* [What the task requires]:
Copy the stretch of the Texas school intervention text from "The San Antonio" through "Independent School District.", putting "started" in place of "began".

In 2012, TEA promulgated a rule that required any school designated a failure five years in a row based on the State of Texas Assessment of Academic Readiness (STARR) testing must undergo state intervention. In 2018, the first 52-schools that require intervention appeared on the states to-do-list.

An example of the interventions to expect comes from San Antonio. The Rivard Report shared,

“One of the schools that received an “improvement required” was Ogden Elementary in SAISD, which now has received a failing grade for five consecutive years. However, because of a partnership SAISD leveraged with Relay Graduate School of Education, state law permits Ogden reprieve from accountability consequences for an additional two years.”

Relay Graduate School of Education is a fraudulent school started by the charter school industry. In 2015, Seton Hall’s Danial Katz described the school for Huffington Post:

“For those who are unfamiliar, Relay “Graduate School of Education” was singled out as an innovator by Secretary of Education Arne Duncan last November, but it is a “Graduate School of Education” that has not a single professor or doctoral level instructor or researcher affiliated with it. In essence, it is a partnership of charter school chains Uncommon Schools, KIPP, and Achievement First, and it is housed in the Uncommon Schools affiliated North Star Academy. Relay’s “curriculum” mostly consists of taking the non-certified faculty of the charter schools, giving them computer-delivered modules on classroom management (and distributing copies of Teach Like a Champion), and placing them under the auspices of the “no excuses” brand of charter school operation and teachers who already have experience with it.”

The San Antonio Relay Graduate School is led by Dean Annie Hoffman. Prior to joining Relay, Hoffman completed her Masters of Education in Language and Literacy at the Harvard Graduate School of Education. She began her teaching career at Sherman Elementary in the Houston Independent School District.

Down the road in Houston, people are fighting mad about the threat to turn 10 schools over to a charter management organization to avoid state sanctions. Last spring, the Chronicle reported,

“HISD administrators sought to stave off potential sanctions by giving control over the 10 schools to a charter school operator, Energized For STEM Academy Inc., but district leaders retreated from that recommendation Wednesday. Their decision came less than 24 hours after a raucous school board meeting ended with two arrests and about 100 members of the public, nearly all of whom opposed the charter proposal, temporarily forced out of the administration building.”

“Had HISD trustees voted to surrender control over the schools, all of which serve predominately black and Hispanic student populations in high-poverty neighborhoods, the district could have received a two-year reprieve from any state sanctions.”

* [Supplied information]:
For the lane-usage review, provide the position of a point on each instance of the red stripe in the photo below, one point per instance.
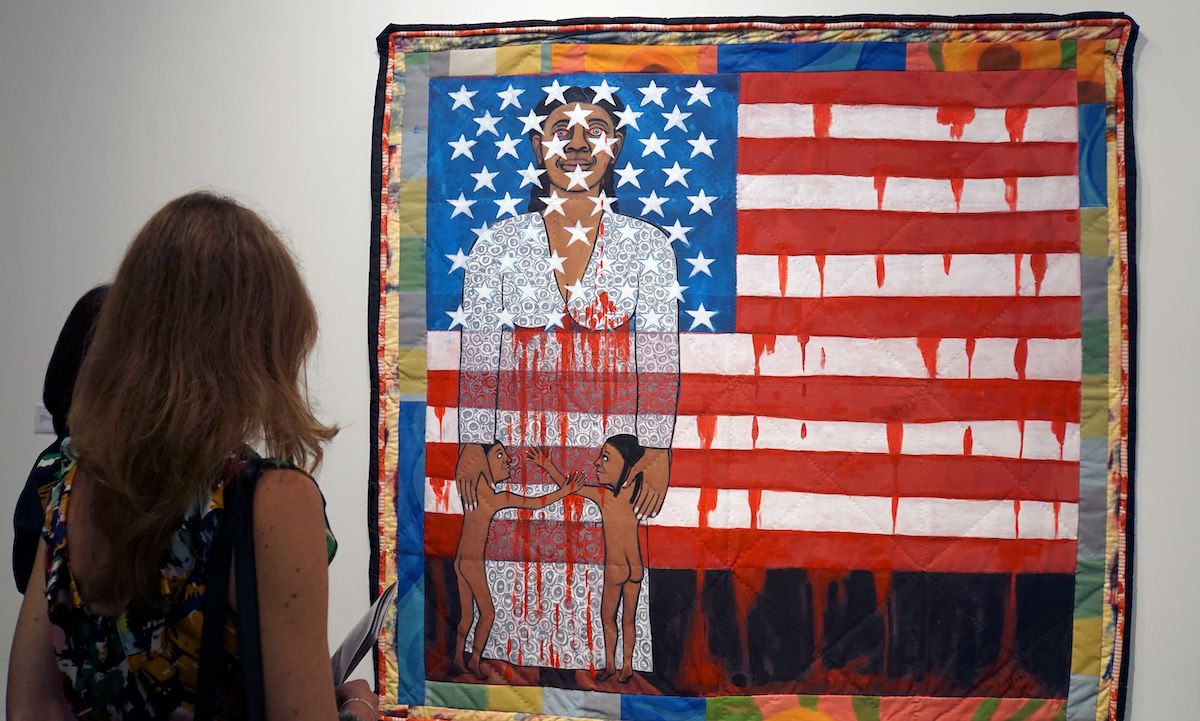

* [Complete response]:
The San Antonio Relay Graduate School is led by Dean Annie Hoffman. Prior to joining Relay, Hoffman completed her Masters of Education in Language and Literacy at the Harvard Graduate School of Education. She started her teaching career at Sherman Elementary in the Houston Independent School District.